§ **Lista de tareas**:
(1) Imprime el fragmento del texto sobre la decepción con los socialistas que va desde "La corrupción, por" hasta "autonómica o local).", ambos incluidos.
(2) Prosigue el texto sobre la decepción con los socialistas a partir de su última oración.

§ **Texto de lectura**:
╔══

También es fácil enumerar, si no se es ecuánime, los motivos
de la decepción de la gente con los socialistas. Pero ninguna de las causas que
cualquiera pudiera citar justifica el severo castigo que recibe esta formación
por parte de la ciudadanía, teniendo en cuenta que ninguna de ellas es extraña
a otras formaciones que, al parecer, gozan de mayor indulgencia. No se trata
del “y tú más” ni del “mal de muchos consuelo de tontos” lo que deseamos
destacar, sino que idénticas conductas provocan reacciones distintas, según
quién las practique. Me explico.
La corrupción, por ejemplo, es el primer y más grave problema
que causa desafección en los votantes socialistas. Se trata de un mal
transversal que afecta a la mayoría de los partidos, especialmente cuando
asumen responsabilidades de gobierno en cualquier Administración (estatal, autonómica o local).

╚══

§ **Datos recopilados**:

╔══

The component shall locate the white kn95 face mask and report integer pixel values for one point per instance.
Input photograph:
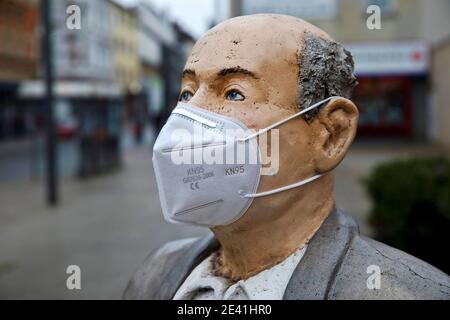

╚══

§ **Respuestas del ejercicio**:
(1)
La corrupción, por ejemplo, es el primer y más grave problema
que causa desafección en los votantes socialistas. Se trata de un mal
transversal que afecta a la mayoría de los partidos, especialmente cuando
asumen responsabilidades de gobierno en cualquier Administración (estatal, autonómica o local).

(2)
Y viene de antiguo. Desde que asumió el poder por primera vez, en el año 1982,
el PSOE se ha visto salpicado por múltiples escándalos de corrupción que han
creado malestar entre los votantes y simpatizantes hasta el extremo de dejar de
votarlo. Los Filesa, Roldán, Juan Guerra y,
en los últimos tiempos, los ERE de
Andalucía y las ayudas a la formación son
casos que, en mayor o menor medida, han dilapidado la confianza que los
socialistas despertaron entre los ciudadanos. Nunca supieron distinguir que, ante
la más mínima sospecha de irregularidad y, desde luego, en todos y cada uno de
los casos de imputación judicial, es preferible defender los intereses de las
instituciones que la presunción de inocencia de los implicados. Mantenerlos en
el cargo hasta dilucidar las acusaciones ha generado esa desconfianza que, a la
postre, se ha traducido en abandono de un proyecto que había entusiasmado a
millones de españoles, deseosos por conseguir una sociedad más justa,
igualitaria y en constante progreso. Esa actitud ingenua de dar credibilidad al
compañero investigado ha acarreado la pérdida de apoyo popular y de millones de
votos de forma imparable.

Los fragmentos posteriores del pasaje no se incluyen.